> [STATED PROBLEM 1]:
Answer these questions about the requirements text:
(a) Which three methods may the node BIOS use to boot an executable image over the management Ethernet?
(b) According to the text, what does the serial break let system administrators do with crashed nodes?
(c) What must the offeror provide when features such as ssh or web servers are available?
■ ■ ■
Offeror will provide Linux utility or utilities for saving, restoring, verifying (including printing version number) firmware for any peripheral devices supplied.

Remote Network Boot Mechanism (TR-1)

The node BIOS will support booting an executable image over the management Ethernet utilizing PXE, BOOTP or DHCP with the vendor BIOS. Console data and power management functionality must be available during network boot process.

Serial Break (TR-1)

The serial console subsystem shall be capable of transmitting and reliably delivering a “serial break” from a remote management station connected to the serial console solution through to the Linux kernel on each node of the SU. This functionality shall provide system administrators the ability to extract debug information from crashed nodes using kernel SysRq hooks.

Remote Management Security Requirements (TR-1)


Additional features, such as ssh or web servers, are common in remote management solutions featuring IPMI, BMC, LOM, Out of band management, etc. These additional features open potential security issues, such as open ports. If additional features such as these are available, the offeror will provide a means to enable or disable these features.
■ ■ ■
> [STATED PROBLEM 2]:
Gather every line of the listing that contains the word "blue".

(Entries from a pointing dataset)
■ ■ ■
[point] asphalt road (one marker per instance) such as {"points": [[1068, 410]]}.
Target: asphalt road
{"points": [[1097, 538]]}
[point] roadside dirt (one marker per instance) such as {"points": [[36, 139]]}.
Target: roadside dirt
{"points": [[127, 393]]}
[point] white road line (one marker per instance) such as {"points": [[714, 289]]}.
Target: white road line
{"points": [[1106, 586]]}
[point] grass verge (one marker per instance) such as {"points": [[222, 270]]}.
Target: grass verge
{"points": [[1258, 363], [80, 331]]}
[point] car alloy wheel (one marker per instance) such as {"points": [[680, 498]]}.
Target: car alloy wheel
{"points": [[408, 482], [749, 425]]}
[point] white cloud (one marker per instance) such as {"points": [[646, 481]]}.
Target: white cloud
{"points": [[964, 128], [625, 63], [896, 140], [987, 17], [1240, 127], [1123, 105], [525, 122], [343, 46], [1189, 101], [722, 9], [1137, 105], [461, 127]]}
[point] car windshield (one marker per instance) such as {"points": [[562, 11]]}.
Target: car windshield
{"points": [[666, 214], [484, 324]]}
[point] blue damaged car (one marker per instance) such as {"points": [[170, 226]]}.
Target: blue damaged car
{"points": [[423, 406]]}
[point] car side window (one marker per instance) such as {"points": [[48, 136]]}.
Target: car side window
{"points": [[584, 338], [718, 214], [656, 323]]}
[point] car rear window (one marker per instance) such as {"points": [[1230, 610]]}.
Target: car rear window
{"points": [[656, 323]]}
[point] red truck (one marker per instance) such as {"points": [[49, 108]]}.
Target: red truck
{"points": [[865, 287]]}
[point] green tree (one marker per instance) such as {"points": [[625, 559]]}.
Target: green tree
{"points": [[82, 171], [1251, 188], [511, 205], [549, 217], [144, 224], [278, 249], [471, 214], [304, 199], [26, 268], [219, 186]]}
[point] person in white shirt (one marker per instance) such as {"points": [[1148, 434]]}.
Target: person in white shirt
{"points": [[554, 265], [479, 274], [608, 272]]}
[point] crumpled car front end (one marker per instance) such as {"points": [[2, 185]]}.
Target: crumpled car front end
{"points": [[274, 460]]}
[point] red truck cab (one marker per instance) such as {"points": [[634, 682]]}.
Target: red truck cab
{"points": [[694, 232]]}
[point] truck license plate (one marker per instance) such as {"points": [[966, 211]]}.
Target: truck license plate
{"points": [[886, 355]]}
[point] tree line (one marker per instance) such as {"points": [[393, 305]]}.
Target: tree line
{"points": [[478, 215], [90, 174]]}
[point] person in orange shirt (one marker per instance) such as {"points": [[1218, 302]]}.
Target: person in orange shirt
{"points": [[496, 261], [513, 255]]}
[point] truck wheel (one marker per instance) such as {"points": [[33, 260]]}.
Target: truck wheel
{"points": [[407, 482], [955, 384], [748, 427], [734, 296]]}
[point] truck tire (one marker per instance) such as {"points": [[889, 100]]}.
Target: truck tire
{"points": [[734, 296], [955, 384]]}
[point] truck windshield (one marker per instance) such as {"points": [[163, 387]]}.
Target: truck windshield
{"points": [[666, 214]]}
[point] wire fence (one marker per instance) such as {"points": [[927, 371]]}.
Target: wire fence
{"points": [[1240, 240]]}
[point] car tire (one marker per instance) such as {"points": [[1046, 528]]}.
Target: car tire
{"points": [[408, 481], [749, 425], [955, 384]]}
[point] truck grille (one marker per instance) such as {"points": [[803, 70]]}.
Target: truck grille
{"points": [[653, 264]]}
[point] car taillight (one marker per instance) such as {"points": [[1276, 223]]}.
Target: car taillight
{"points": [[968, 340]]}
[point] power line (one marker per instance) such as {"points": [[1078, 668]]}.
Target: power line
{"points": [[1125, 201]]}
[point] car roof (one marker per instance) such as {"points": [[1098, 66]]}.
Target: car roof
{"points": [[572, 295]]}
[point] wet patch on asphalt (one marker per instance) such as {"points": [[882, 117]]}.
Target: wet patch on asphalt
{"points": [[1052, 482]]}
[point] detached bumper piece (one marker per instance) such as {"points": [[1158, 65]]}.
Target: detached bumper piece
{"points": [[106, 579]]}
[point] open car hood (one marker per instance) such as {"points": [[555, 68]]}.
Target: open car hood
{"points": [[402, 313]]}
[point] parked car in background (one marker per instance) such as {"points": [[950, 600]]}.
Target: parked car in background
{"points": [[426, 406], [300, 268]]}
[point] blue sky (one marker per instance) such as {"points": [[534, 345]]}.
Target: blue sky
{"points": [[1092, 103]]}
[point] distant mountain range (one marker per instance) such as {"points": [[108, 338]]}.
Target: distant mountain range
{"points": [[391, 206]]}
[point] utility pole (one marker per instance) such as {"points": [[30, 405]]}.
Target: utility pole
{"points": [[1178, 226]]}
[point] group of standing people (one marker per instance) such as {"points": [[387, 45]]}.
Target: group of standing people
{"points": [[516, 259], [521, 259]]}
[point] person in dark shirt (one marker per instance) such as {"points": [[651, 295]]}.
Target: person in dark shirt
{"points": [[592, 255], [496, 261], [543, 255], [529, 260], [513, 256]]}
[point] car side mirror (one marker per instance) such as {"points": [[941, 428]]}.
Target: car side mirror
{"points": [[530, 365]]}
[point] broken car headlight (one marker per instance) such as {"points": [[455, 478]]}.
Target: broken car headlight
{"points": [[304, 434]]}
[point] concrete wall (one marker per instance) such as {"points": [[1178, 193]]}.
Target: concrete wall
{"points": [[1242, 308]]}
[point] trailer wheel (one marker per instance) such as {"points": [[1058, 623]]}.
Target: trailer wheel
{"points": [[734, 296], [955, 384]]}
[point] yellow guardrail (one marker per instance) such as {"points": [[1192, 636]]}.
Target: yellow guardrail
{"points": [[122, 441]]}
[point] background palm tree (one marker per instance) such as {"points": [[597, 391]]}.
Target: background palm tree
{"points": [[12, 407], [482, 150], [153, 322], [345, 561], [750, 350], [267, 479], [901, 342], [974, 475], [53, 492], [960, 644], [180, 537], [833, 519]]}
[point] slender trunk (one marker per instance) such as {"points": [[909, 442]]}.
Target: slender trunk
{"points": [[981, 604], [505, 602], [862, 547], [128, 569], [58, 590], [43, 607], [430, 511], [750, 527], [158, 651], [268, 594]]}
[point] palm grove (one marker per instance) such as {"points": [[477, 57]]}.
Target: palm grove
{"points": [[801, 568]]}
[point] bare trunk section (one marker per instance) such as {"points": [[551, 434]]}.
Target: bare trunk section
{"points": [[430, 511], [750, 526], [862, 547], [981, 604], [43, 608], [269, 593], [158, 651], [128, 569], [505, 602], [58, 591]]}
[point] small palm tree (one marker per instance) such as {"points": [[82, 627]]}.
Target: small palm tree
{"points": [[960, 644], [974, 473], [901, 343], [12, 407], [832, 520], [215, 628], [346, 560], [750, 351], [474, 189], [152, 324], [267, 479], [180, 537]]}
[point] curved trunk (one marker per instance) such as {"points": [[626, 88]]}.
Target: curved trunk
■ ■ ■
> [WRITTEN REPLY 1]:
(a) PXE, BOOTP or DHCP.
(b) It lets them extract debug information from crashed nodes using kernel SysRq hooks.
(c) A means to enable or disable these features.

> [WRITTEN REPLY 2]:
[point] blue damaged car (one marker per instance) such as {"points": [[170, 226]]}.
Target: blue damaged car
[point] blue sky (one marker per instance) such as {"points": [[534, 345]]}.
Target: blue sky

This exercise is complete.